#### Selected excerpt:
-------------------------

On my way to a restaurant nearby Eastern State Penitentiary in Philadelphia, one scuttled through an apparent historic district filled with homes of taste and substance. Several monumental religious structures were also encountered, but given that it had been about seven hours since I’d had a drink of water or anything to eat…

You have to be careful when you’re out doing an all day photowalk in unfamiliar territory. Drink too much, you end up having to piss. When you don’t know the “rules” for where you are, watering the bushes can result in an encounter with the cops. Thereby, it’s smart to restrict the amount of liquid you take in, since it diminishes the amount you then release back into the wild. This can backfire, of course, and sometimes I end up parched. I generally don’t carry bottles of liquid with me, since electronics and water don’t get along well, and water is heavy.

– photo by Mitch Waxman

My shot list, which was extensive and ambitious to say the least, was roughly half accomplished at this stage. I found a cool bar/restaurant called “Jack’s Firehouse” directly across the street from the penitentiary, and got there just as it started to rain. I guzzled water, had a pint or two of Yuengling, and ate an amazing bbq brisket sandwich with sides. The staff had just finished their lunch time rush and thereby I received a lot of attention due to the camera equipment, and the series of garrulous personality quirks which I’m famous for.

My server was a young woman who was native to the area, and she filled me in on the stratified socio economic situation here in Philadelphia, her experiences with the de facto “red line” segregation of the city, and also laid out a general nativist point of view on the place which was illuminating. Not the sort of stuff that makes the tourist brochures.

Necessity being the mother of all invention, I also broke one of my core rules and thereby – it was me – I was the guy who took a dump in a bar’s bathroom. Don’t worry, I flushed. Having blown my ballast, refueled, and with a couple of drinks in me – back onto the mean streets of Philly did I scuttle.

– photo by Mitch Waxman

Now, during the meal, I had whipped out my notebook and began crossing things off of the shot list. One knew it was impossible to accomplish everything I had sketched into my day before I got off the train – “no Liberty Bell for me,” said I – but given the early arrival of inclement weather ahead of its forecasted interval, I had to adjust.

-------------------------

#### Material:
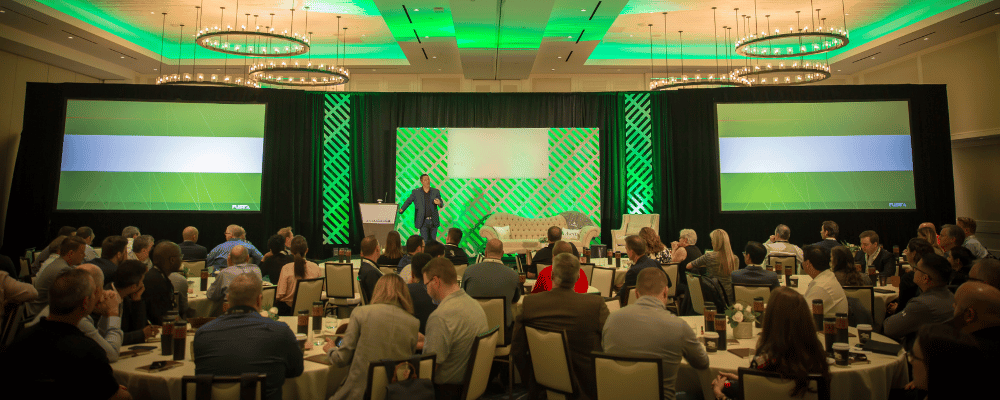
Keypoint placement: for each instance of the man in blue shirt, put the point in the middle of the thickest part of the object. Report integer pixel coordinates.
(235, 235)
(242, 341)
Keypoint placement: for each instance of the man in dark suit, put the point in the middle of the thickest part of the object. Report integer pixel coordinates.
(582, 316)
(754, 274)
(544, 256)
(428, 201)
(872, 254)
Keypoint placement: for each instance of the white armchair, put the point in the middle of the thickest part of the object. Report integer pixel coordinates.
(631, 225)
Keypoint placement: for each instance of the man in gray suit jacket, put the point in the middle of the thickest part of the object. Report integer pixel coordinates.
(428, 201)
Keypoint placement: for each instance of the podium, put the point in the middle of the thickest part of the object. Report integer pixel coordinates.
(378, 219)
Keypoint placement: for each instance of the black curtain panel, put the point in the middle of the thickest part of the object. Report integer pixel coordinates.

-------------------------

#### Set task 1:
In the Philadelphia photowalk text, copy the passage starting with "Necessity being the" and going on through "did I scuttle.", changing "ballast" to "cargo".
#### Set task 2:
Recast the records as a numbered list, starting with the line with "Keypoint placement: for each instance of the white" and going on through the final line of the records, leaving out any blank lines.
The text and the records have no connection to each other.

#### Full output 1:
Necessity being the mother of all invention, I also broke one of my core rules and thereby – it was me – I was the guy who took a dump in a bar’s bathroom. Don’t worry, I flushed. Having blown my cargo, refueled, and with a couple of drinks in me – back onto the mean streets of Philly did I scuttle.

#### Full output 2:
1. Keypoint placement: for each instance of the white armchair, put the point in the middle of the thickest part of the object. Report integer pixel coordinates.
2. (631, 225)
3. Keypoint placement: for each instance of the man in gray suit jacket, put the point in the middle of the thickest part of the object. Report integer pixel coordinates.
4. (428, 201)
5. Keypoint placement: for each instance of the podium, put the point in the middle of the thickest part of the object. Report integer pixel coordinates.
6. (378, 219)
7. Keypoint placement: for each instance of the black curtain panel, put the point in the middle of the thickest part of the object. Report integer pixel coordinates.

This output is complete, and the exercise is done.